- **Brano fornito**:
::::::::

I risultati, finita la conta dei voti, visti gli eletti, considerato il gioco degli schieramenti, a volte i veti incrociati, ma anche tenuto conto delle occasioni perse e di quello che riserva il futuro… tra un anno si rivoterà per le amministrative e forse anche prima in altri ambiti, dà lo spunto in questi giorni per soffermarsi, riflettere, pensare sui questi risultati elettorali.

::::::::

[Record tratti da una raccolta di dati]
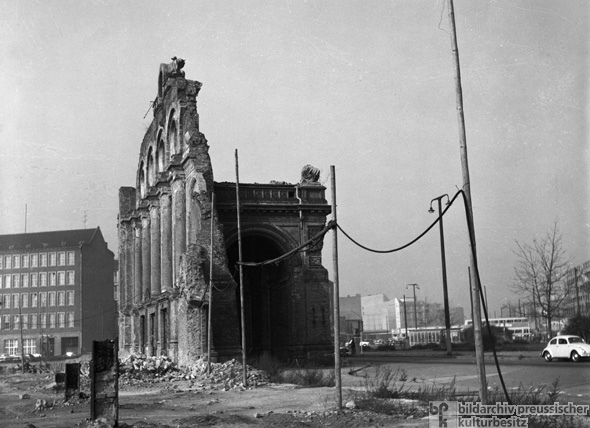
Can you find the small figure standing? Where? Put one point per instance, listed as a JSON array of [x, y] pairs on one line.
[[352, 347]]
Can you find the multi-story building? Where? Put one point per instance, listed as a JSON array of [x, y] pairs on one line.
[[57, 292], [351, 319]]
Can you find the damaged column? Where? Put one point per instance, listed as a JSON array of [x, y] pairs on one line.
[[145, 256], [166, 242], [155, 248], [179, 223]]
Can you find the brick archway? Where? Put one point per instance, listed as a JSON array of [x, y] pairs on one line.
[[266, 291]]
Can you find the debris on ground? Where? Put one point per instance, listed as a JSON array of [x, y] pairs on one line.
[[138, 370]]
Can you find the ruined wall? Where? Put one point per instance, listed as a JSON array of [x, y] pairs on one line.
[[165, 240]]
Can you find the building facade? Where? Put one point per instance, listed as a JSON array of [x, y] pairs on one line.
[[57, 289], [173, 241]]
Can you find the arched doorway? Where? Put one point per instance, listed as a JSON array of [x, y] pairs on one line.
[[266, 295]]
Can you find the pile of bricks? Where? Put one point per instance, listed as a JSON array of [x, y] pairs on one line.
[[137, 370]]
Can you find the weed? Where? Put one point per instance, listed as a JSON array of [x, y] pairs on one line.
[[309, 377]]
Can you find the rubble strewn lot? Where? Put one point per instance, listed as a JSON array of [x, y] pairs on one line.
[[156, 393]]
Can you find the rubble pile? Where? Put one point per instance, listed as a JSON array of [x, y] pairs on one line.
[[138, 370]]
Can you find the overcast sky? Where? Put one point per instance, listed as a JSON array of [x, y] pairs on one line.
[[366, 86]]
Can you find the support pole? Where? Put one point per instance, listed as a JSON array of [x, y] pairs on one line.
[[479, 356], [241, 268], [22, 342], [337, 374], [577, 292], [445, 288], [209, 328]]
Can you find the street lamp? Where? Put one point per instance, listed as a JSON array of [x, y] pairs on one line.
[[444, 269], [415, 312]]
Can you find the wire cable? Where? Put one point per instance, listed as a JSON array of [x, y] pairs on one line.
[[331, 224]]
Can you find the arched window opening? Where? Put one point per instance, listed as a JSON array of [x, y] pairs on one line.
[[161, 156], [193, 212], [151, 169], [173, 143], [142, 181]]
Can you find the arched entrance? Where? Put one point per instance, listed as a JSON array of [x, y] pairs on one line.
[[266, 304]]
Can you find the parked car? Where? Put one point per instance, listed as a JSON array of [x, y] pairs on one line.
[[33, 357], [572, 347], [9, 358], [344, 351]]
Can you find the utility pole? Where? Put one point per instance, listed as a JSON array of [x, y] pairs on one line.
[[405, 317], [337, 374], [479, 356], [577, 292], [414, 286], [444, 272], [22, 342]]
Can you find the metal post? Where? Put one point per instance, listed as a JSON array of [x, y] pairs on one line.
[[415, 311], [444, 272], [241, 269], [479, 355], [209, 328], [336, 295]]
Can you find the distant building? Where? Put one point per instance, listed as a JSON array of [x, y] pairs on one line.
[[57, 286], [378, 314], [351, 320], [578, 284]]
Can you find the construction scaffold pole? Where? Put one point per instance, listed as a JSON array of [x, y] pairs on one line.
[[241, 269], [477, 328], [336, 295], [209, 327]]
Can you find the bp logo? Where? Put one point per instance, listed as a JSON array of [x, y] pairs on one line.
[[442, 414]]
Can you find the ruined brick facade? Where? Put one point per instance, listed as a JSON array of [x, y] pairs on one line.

::::::::

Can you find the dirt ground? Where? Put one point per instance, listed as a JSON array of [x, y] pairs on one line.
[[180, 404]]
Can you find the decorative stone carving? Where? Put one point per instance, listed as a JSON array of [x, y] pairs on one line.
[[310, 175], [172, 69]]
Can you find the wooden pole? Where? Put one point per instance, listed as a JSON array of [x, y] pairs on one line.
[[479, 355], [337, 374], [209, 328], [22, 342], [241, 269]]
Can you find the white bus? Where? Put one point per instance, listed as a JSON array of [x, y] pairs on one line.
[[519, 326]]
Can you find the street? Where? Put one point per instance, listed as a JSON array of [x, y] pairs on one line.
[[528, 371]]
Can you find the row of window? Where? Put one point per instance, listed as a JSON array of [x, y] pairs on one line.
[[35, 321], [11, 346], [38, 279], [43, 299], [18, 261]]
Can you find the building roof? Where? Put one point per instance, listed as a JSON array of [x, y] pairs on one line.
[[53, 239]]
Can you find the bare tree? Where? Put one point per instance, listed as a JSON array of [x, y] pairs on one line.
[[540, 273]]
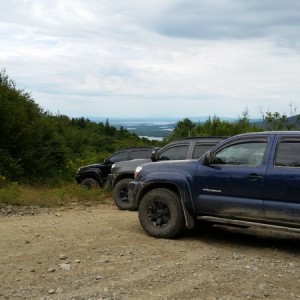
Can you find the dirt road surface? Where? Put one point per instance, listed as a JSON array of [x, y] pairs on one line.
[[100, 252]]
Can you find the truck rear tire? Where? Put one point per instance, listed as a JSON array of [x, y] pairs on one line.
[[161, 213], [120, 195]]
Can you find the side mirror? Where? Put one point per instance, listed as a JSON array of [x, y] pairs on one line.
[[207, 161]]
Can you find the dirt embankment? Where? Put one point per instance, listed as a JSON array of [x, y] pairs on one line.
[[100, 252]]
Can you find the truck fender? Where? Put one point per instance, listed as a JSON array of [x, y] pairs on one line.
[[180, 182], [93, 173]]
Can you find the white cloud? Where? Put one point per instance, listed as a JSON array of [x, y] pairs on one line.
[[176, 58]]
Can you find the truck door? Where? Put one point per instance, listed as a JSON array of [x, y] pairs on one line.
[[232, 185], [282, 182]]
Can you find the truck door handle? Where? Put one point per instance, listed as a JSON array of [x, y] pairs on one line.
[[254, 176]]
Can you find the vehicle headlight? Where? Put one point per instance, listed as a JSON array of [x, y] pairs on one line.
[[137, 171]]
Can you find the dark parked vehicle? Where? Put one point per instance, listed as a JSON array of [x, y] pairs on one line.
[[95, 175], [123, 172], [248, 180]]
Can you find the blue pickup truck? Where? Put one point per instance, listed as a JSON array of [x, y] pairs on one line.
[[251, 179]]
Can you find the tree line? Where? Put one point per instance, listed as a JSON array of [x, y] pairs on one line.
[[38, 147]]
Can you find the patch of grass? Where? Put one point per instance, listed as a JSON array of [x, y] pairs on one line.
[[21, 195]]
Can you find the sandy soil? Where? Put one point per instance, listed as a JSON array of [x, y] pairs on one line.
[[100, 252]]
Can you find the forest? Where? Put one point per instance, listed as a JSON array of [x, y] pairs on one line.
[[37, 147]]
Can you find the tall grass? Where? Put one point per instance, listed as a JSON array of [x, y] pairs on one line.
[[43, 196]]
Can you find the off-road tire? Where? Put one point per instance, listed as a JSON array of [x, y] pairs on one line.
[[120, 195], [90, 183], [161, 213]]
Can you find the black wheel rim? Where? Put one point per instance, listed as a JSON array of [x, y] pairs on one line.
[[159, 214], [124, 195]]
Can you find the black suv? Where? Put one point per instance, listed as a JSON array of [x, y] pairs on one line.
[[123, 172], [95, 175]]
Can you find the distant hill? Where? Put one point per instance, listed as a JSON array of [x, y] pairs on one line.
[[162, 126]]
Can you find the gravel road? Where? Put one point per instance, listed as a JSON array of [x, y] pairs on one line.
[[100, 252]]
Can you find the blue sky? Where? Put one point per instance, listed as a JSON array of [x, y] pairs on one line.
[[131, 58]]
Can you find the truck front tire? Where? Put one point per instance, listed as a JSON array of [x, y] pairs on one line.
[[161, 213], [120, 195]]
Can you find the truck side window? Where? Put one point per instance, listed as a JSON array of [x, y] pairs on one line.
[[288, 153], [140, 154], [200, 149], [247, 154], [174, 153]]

::::::::

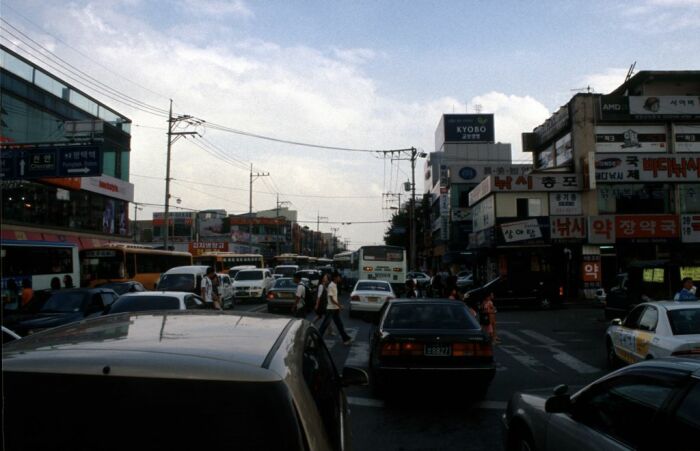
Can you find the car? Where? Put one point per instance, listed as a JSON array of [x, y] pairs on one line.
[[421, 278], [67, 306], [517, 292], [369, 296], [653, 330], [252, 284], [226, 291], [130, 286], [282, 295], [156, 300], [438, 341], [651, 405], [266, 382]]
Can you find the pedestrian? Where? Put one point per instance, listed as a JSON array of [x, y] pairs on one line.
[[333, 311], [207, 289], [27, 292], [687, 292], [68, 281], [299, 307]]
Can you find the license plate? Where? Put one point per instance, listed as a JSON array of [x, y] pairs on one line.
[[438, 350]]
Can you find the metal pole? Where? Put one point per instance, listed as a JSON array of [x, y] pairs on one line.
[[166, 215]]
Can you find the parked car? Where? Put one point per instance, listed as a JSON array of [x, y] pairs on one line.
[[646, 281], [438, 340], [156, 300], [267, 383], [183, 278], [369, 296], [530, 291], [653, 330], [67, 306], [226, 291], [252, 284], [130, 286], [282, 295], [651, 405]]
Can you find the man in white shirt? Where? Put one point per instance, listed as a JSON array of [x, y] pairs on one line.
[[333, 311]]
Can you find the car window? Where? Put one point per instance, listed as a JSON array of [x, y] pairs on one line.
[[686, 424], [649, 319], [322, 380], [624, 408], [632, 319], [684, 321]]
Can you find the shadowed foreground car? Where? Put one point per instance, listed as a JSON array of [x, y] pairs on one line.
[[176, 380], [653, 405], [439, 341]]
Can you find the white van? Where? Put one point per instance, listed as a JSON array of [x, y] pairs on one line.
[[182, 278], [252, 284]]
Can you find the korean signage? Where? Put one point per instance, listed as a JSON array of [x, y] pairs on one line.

::::::::

- **Consegne**:
a. Stando al brano sui risultati elettorali, tra quanto tempo si voterà di nuovo per le amministrative?
b. Riprendi il brano sui risultati elettorali e scrivi il seguito della riflessione a partire dal punto in cui si interrompe.

- **Risposte attese**:
a. Tra un anno.

b.
Un’analisi e denti stretti, a tratti sibilata, che diventa confronto, critica, bisogno di “svuotar la pancia” se fatta non dai tuttologi della politica ma dagli addetti ai lavori, quegli uomini che dal Pci, hanno visto mutare simboli e persone, diventando prima Pds, poi vivendo le epopea di sfrondati Ulivi e Querce più o meno maestose, per diventare Pd…
Uomini che oggi forse, nei giorni in cui si ricorda Berlinguer, forse assillati da dubbi e incertezze su quale scelta fare…
E’ un’analisi impietosa che unisce la “base” e i vecchi dirigenti, scatena il confronto tra i giovani, vissuti lontani dagli scontri ideologi, dai movimenti di massa, che però hanno bisogno di punti di riferimenti, che in altre epoche si chiamava anche ideologia.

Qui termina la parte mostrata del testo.